**MATERIAL PROVIDED**.
────

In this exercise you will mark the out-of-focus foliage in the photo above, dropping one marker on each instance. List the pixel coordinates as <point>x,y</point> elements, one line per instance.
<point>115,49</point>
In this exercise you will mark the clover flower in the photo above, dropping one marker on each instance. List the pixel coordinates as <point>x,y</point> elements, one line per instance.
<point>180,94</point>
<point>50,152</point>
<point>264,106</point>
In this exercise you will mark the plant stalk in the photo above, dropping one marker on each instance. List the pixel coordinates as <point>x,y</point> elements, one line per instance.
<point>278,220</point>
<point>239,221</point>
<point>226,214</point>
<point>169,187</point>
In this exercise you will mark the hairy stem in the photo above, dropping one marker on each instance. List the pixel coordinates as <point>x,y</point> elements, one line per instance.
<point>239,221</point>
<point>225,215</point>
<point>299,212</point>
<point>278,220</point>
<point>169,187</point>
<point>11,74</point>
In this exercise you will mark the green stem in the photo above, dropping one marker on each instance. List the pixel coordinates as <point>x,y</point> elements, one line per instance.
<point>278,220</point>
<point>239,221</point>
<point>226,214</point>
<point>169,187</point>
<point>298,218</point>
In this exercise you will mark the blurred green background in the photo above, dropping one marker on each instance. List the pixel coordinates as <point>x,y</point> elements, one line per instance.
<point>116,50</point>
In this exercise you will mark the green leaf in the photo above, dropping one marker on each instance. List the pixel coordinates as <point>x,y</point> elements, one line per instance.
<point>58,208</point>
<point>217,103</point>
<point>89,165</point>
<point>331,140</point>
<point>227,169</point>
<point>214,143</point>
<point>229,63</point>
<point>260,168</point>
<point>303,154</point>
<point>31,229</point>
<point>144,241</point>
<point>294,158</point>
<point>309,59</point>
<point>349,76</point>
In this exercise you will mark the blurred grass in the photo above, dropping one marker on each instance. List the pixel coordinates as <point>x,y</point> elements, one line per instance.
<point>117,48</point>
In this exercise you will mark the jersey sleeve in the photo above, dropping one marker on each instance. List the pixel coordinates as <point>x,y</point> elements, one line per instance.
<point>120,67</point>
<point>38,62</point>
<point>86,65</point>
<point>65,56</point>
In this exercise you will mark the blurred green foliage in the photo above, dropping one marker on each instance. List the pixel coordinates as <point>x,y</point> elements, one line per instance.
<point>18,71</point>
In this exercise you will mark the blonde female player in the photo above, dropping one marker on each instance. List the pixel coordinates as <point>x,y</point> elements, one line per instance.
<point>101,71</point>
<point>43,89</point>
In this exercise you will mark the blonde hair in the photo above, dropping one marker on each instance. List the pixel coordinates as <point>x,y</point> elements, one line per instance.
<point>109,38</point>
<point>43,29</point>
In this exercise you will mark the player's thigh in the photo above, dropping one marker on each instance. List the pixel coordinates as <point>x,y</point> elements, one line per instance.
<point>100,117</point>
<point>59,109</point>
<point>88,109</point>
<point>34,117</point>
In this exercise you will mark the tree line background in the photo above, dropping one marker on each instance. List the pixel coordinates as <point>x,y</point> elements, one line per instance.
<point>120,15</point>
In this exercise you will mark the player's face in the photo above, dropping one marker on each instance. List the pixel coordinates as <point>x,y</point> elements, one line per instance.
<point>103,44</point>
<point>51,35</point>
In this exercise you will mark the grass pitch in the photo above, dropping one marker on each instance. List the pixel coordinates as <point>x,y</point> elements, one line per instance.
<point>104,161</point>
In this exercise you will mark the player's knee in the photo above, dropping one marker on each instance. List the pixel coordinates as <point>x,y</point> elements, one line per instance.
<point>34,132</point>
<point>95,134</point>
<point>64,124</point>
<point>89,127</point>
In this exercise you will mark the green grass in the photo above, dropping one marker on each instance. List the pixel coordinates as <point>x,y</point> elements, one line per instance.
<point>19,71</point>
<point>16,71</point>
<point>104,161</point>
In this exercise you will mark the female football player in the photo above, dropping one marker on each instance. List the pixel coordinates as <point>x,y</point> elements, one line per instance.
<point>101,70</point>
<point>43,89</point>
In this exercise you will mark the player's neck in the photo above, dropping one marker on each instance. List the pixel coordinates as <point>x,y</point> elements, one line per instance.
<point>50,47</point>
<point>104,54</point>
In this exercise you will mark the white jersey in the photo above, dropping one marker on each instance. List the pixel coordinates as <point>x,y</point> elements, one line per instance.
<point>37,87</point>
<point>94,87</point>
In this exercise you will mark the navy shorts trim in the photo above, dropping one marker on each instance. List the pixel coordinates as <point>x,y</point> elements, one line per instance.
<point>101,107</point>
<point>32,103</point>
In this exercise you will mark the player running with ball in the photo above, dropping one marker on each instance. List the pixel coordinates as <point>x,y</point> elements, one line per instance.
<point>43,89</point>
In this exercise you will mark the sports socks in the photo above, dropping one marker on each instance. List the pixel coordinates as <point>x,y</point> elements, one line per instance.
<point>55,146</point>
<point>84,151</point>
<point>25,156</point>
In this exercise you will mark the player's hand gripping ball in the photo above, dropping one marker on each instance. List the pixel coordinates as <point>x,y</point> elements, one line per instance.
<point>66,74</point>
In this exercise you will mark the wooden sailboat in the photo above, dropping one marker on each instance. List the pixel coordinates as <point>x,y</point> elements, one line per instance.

────

**WORK REQUIRED**. Every record shown above must be echoed exactly.

**WRITTEN REPLY**.
In this exercise you will mark the out-of-focus foliage in the photo above, dropping one marker on each instance. List the pixel coordinates as <point>x,y</point> elements, one line per instance.
<point>115,49</point>
In this exercise you will mark the clover flower in the photo above, dropping one marker on each instance. List the pixel coordinates as <point>x,y</point> elements, one line per instance.
<point>180,94</point>
<point>50,152</point>
<point>264,106</point>
In this exercise you will mark the plant stalk in the photo above, dropping one marker on each instance. List the pixel coordinates as <point>x,y</point> elements, one line per instance.
<point>278,220</point>
<point>239,221</point>
<point>226,214</point>
<point>169,187</point>
In this exercise you will mark the hairy stem in the photo above, dropping one marker on each instance. List the pixel coordinates as <point>x,y</point> elements, one line per instance.
<point>239,221</point>
<point>225,215</point>
<point>299,212</point>
<point>278,220</point>
<point>169,187</point>
<point>11,74</point>
In this exercise you will mark the green stem in the photo above, dropping one marker on each instance. List the pixel coordinates as <point>x,y</point> elements, one line per instance.
<point>278,220</point>
<point>239,221</point>
<point>226,214</point>
<point>169,187</point>
<point>298,218</point>
In this exercise you will mark the blurred green background in the photo above, dropping one marker on each instance. List the pixel coordinates as <point>x,y</point> elements, one line per instance.
<point>116,50</point>
In this exercise you will mark the green leaf in the photo above, dropping one marker on each instance. List the pixel coordinates as <point>x,y</point> elements, one line per instance.
<point>58,208</point>
<point>217,103</point>
<point>89,165</point>
<point>331,140</point>
<point>227,169</point>
<point>214,143</point>
<point>229,63</point>
<point>260,168</point>
<point>303,154</point>
<point>31,229</point>
<point>144,241</point>
<point>294,158</point>
<point>309,59</point>
<point>349,76</point>
In this exercise you will mark the blurred grass in the photo above, dropping one marker on each instance. List the pixel coordinates as <point>x,y</point> elements, one line per instance.
<point>117,48</point>
In this exercise you will mark the jersey sleeve in the photo above, dropping one marker on each instance. List the pixel coordinates as <point>x,y</point> elements, one line per instance.
<point>120,67</point>
<point>38,62</point>
<point>86,65</point>
<point>65,56</point>
In this exercise you will mark the blurred green foliage in the photo above, dropping one marker on each instance. List the pixel coordinates as <point>x,y</point> elements, one line per instance.
<point>18,71</point>
In this exercise you will mark the blonde female player in the photo above, dropping one marker on each instance. List the pixel coordinates as <point>x,y</point> elements, one line per instance.
<point>101,71</point>
<point>43,89</point>
In this exercise you will mark the blonde hair in the photo above, dropping one marker on each instance. List the pixel coordinates as <point>x,y</point> elements, one line per instance.
<point>109,38</point>
<point>43,29</point>
In this exercise you will mark the player's thigh in the photo above, dropping one marker on each instance. List the pixel coordinates as <point>x,y</point> elements, one line per instance.
<point>100,117</point>
<point>59,109</point>
<point>88,109</point>
<point>34,117</point>
In this exercise you will mark the tree line background in the photo above, dropping one marker on each instance. List the pixel coordinates as <point>x,y</point> elements, one line per instance.
<point>120,15</point>
In this exercise you will mark the player's face in the photo above, dropping one marker on each instance. List the pixel coordinates as <point>x,y</point> elements, one line per instance.
<point>103,44</point>
<point>51,35</point>
In this exercise you will mark the grass pitch in the photo above, dropping one marker on each instance. List the pixel coordinates as <point>x,y</point> elements, one line per instance.
<point>104,161</point>
In this exercise you will mark the player's knee in the photo above, dropping one marker on each instance. List the pixel coordinates as <point>x,y</point> elements, one line per instance.
<point>34,132</point>
<point>95,134</point>
<point>64,124</point>
<point>89,127</point>
In this exercise you will mark the green grass in the photo above, dropping one marker on each instance. List the pixel coordinates as <point>x,y</point> elements, one line per instance.
<point>19,71</point>
<point>16,71</point>
<point>104,161</point>
In this exercise you will mark the female football player in the photo above, dropping one marker on each instance. List the pixel coordinates as <point>x,y</point> elements, one line per instance.
<point>101,70</point>
<point>43,89</point>
In this exercise you will mark the player's neck in the photo above, dropping one marker on each instance. List the pixel coordinates as <point>x,y</point> elements, one line per instance.
<point>50,47</point>
<point>104,54</point>
In this exercise you will mark the white jersey in the photo above, dropping one marker on each instance. List the pixel coordinates as <point>x,y</point> elements, one line per instance.
<point>37,87</point>
<point>94,87</point>
In this exercise you will mark the navy shorts trim in the photo above, dropping one marker on each instance. List the pixel coordinates as <point>x,y</point> elements, one line per instance.
<point>101,107</point>
<point>32,103</point>
In this exercise you will mark the player running with ball in the photo above, dropping one marker on each instance. List the pixel coordinates as <point>x,y</point> elements, one line per instance.
<point>43,89</point>
In this exercise you will mark the sports socks in the photo above, dropping one marker on each instance. List the pixel coordinates as <point>x,y</point> elements, one line per instance.
<point>55,146</point>
<point>84,151</point>
<point>25,156</point>
In this exercise you will mark the player's hand gripping ball in the photo above, dropping one marker on each instance. List the pixel coordinates as <point>x,y</point> elements, one line per instance.
<point>66,74</point>
In this exercise you will mark the wooden sailboat in the photo above, dropping one marker on each instance. List the pixel coordinates as <point>x,y</point> elements, one line per instance.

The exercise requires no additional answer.